(Stored data entries)
::::::

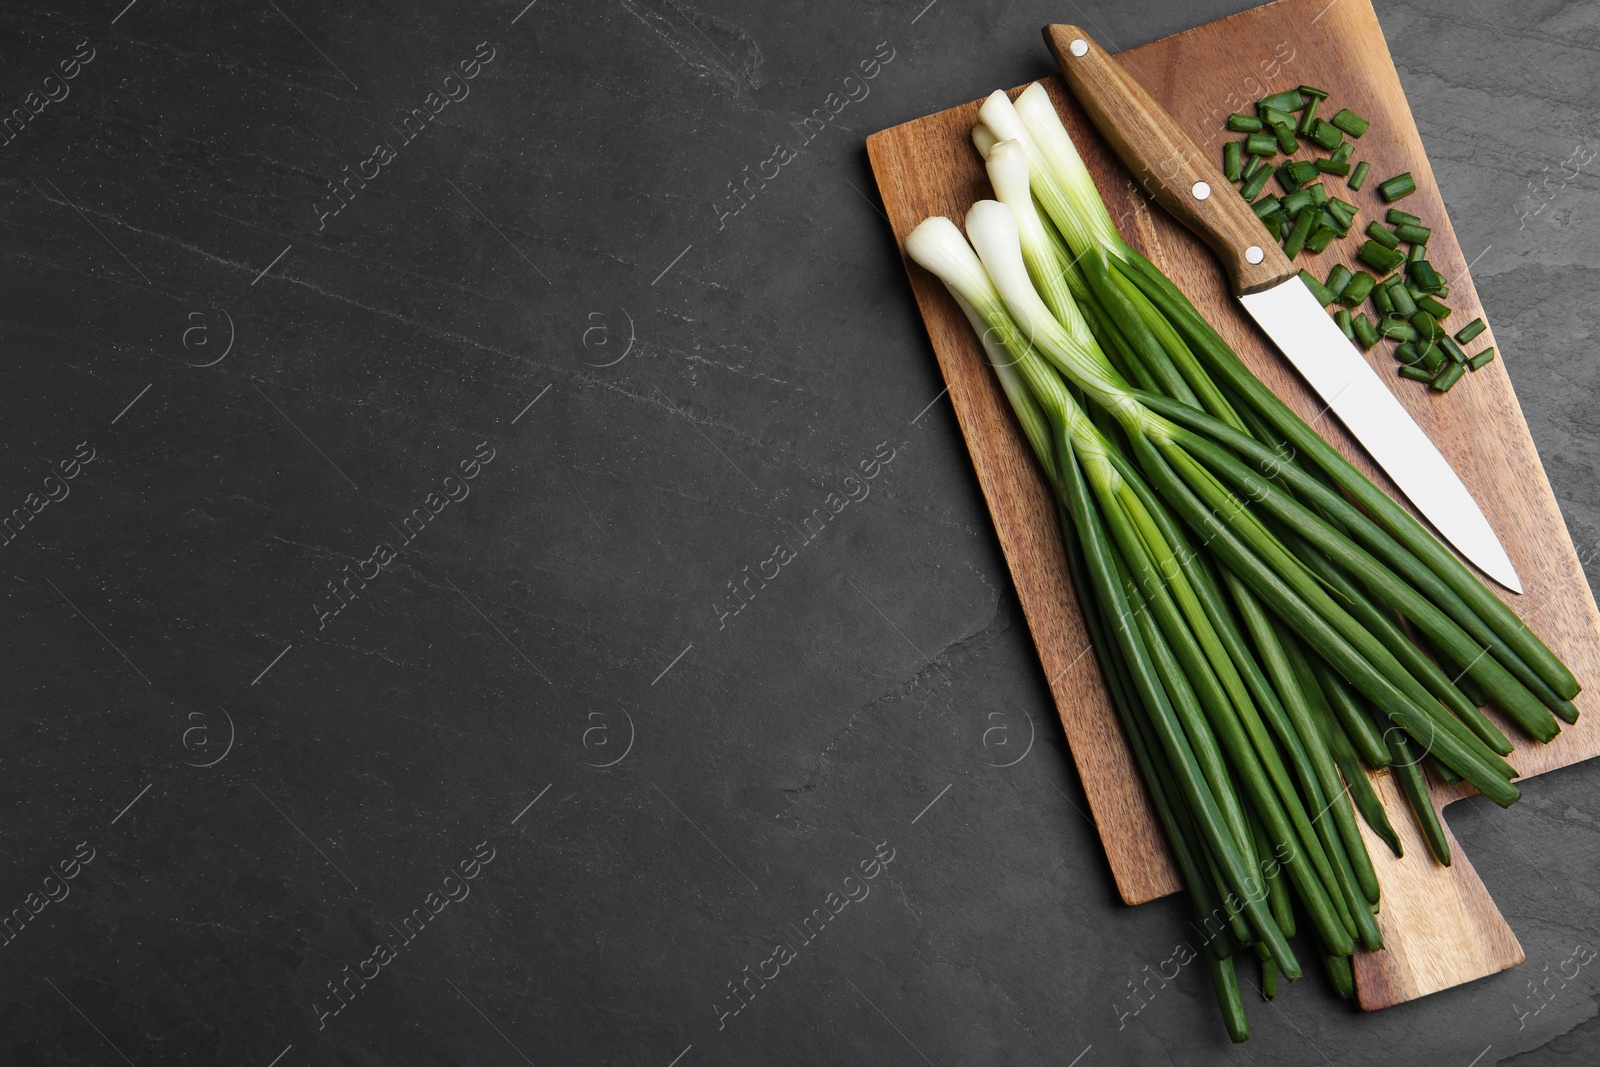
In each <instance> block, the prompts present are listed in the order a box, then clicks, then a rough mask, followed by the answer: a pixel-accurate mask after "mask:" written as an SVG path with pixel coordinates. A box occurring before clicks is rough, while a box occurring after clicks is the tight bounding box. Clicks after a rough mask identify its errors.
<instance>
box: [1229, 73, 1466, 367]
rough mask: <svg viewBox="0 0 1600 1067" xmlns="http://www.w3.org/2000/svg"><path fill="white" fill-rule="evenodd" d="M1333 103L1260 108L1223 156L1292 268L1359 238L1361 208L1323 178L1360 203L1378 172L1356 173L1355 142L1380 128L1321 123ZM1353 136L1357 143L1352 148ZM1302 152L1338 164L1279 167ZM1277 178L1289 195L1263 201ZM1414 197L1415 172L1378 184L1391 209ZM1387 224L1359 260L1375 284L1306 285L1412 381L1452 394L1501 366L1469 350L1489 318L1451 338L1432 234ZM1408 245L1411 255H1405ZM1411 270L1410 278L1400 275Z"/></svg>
mask: <svg viewBox="0 0 1600 1067" xmlns="http://www.w3.org/2000/svg"><path fill="white" fill-rule="evenodd" d="M1326 99H1328V94H1326V93H1325V91H1323V90H1318V88H1314V86H1310V85H1302V86H1299V88H1298V90H1285V91H1283V93H1274V94H1272V96H1266V98H1262V99H1259V101H1256V114H1254V115H1243V114H1237V115H1229V117H1227V128H1229V130H1232V131H1235V133H1243V134H1245V139H1243V141H1229V142H1227V144H1224V146H1222V171H1224V174H1227V179H1229V181H1235V182H1240V194H1242V195H1243V197H1245V200H1250V202H1251V206H1253V208H1254V211H1256V218H1259V219H1261V222H1262V226H1266V227H1267V232H1269V234H1272V237H1274V240H1277V242H1280V243H1282V245H1283V254H1285V256H1288V258H1290V259H1294V258H1296V256H1299V254H1301V253H1302V251H1304V253H1312V254H1315V253H1322V251H1325V250H1326V248H1328V246H1330V245H1333V242H1334V240H1336V238H1344V237H1349V235H1350V230H1352V229H1354V227H1355V222H1357V216H1358V210H1357V206H1355V205H1354V203H1350V202H1347V200H1341V198H1339V197H1334V195H1331V194H1330V192H1328V189H1326V187H1325V186H1323V182H1322V178H1323V176H1328V174H1331V176H1336V178H1344V184H1346V186H1347V187H1349V189H1350V192H1352V195H1354V194H1355V192H1358V190H1360V189H1362V186H1363V184H1365V182H1366V176H1368V171H1370V170H1371V168H1370V166H1368V165H1366V163H1365V162H1357V163H1355V165H1354V166H1352V163H1350V157H1352V155H1354V154H1355V139H1358V138H1360V136H1362V134H1363V133H1366V128H1368V126H1370V123H1368V122H1366V120H1365V118H1362V117H1360V115H1357V114H1355V112H1352V110H1349V109H1339V112H1338V114H1334V117H1333V118H1331V120H1325V118H1318V117H1317V109H1318V106H1320V104H1322V102H1323V101H1326ZM1296 112H1298V115H1299V117H1298V118H1296ZM1346 136H1349V138H1352V139H1350V141H1346ZM1302 142H1304V144H1306V146H1307V147H1312V149H1322V150H1325V152H1328V154H1330V155H1326V157H1320V158H1302V160H1294V158H1285V160H1283V162H1282V163H1278V165H1277V166H1274V165H1272V160H1274V158H1277V155H1278V154H1280V152H1282V154H1283V155H1285V157H1293V155H1294V154H1296V152H1299V149H1301V147H1302ZM1274 174H1277V179H1278V186H1282V189H1283V195H1282V197H1278V195H1275V194H1267V195H1261V194H1262V190H1264V189H1266V186H1267V181H1269V179H1270V178H1272V176H1274ZM1413 192H1416V179H1413V178H1411V171H1406V173H1403V174H1395V176H1394V178H1390V179H1387V181H1382V182H1379V184H1378V195H1379V197H1381V198H1382V202H1384V203H1386V205H1389V203H1394V202H1395V200H1400V198H1403V197H1408V195H1411V194H1413ZM1386 221H1387V222H1389V224H1390V227H1392V229H1389V227H1384V226H1382V224H1381V222H1378V221H1376V219H1374V221H1371V222H1368V224H1366V229H1365V230H1363V232H1365V235H1366V242H1365V243H1363V245H1362V246H1360V248H1358V250H1357V253H1355V256H1357V259H1360V261H1362V262H1363V264H1366V266H1368V267H1371V269H1373V272H1374V274H1368V272H1365V270H1355V272H1352V270H1350V269H1349V267H1346V266H1344V264H1334V267H1333V269H1331V270H1330V272H1328V277H1326V280H1325V282H1318V280H1317V275H1314V274H1310V272H1309V270H1301V278H1302V280H1304V282H1306V286H1307V288H1309V290H1310V291H1312V293H1315V294H1317V299H1318V301H1322V306H1323V307H1328V306H1330V304H1334V302H1338V304H1339V309H1338V310H1336V312H1334V315H1333V317H1334V320H1336V322H1338V323H1339V330H1342V331H1344V336H1346V338H1349V339H1350V341H1355V342H1357V344H1360V346H1362V349H1363V350H1370V349H1371V347H1373V346H1374V344H1378V341H1379V339H1381V338H1387V339H1392V341H1395V342H1397V344H1395V347H1394V357H1395V360H1397V362H1398V363H1400V368H1398V370H1400V376H1402V378H1410V379H1414V381H1422V382H1429V384H1430V386H1432V387H1434V389H1435V390H1438V392H1450V387H1451V386H1454V384H1456V382H1458V381H1461V378H1462V374H1466V373H1467V371H1469V370H1474V371H1475V370H1478V368H1482V366H1486V365H1488V363H1491V362H1493V360H1494V347H1493V346H1490V347H1485V349H1483V350H1480V352H1477V354H1470V355H1469V354H1467V350H1466V349H1464V347H1462V346H1464V344H1467V342H1469V341H1472V339H1474V338H1477V336H1478V334H1480V333H1483V330H1485V326H1483V320H1482V318H1474V320H1472V322H1470V323H1467V325H1466V326H1462V328H1461V330H1458V331H1456V333H1454V334H1451V333H1450V331H1448V330H1445V328H1443V322H1445V318H1448V317H1450V306H1448V304H1445V298H1448V296H1450V285H1446V283H1445V280H1443V278H1442V277H1440V275H1438V272H1437V270H1434V267H1432V264H1429V261H1427V238H1429V235H1430V234H1432V230H1430V229H1429V227H1426V226H1422V219H1419V218H1418V216H1414V214H1410V213H1406V211H1402V210H1398V208H1389V211H1387V214H1386ZM1402 245H1405V246H1406V251H1400V246H1402ZM1402 267H1403V272H1398V274H1397V270H1398V269H1402ZM1368 299H1371V302H1373V310H1374V312H1376V314H1374V317H1371V318H1370V317H1368V315H1366V312H1365V310H1360V307H1362V306H1363V304H1365V302H1366V301H1368Z"/></svg>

::::::

--- Task requirements ---
Retype the entries above exactly, starting at their first line and ending with the line that holds "box: [1229, 73, 1466, 367]"; pictures stay out.

--- Solution ---
In each <instance> block, the prompts present are listed in the order a box, then clicks, then a rough mask, followed by the answer: a pixel-accurate mask after "mask:" written as an SVG path with pixel coordinates. A box occurring before clicks is rough, while a box occurring after clicks is the tight bounding box. Clicks after a rough mask identify its errors.
<instance>
box: [1229, 73, 1466, 367]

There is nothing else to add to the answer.